= Data supplied =
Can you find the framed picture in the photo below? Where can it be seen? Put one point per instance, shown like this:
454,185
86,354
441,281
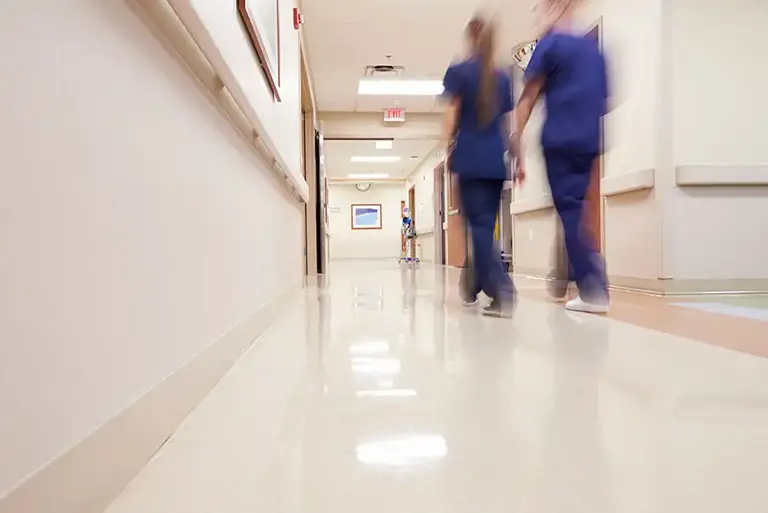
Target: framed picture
366,217
262,20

= What needs to be done =
Because the pictures are not wanted, retype every record exactly without them.

= Worked solution =
Can you find the framed picture in the photo below? Where can it be seen? Put one point per instance, shown like this:
454,185
86,354
441,281
Target: framed picture
366,217
262,20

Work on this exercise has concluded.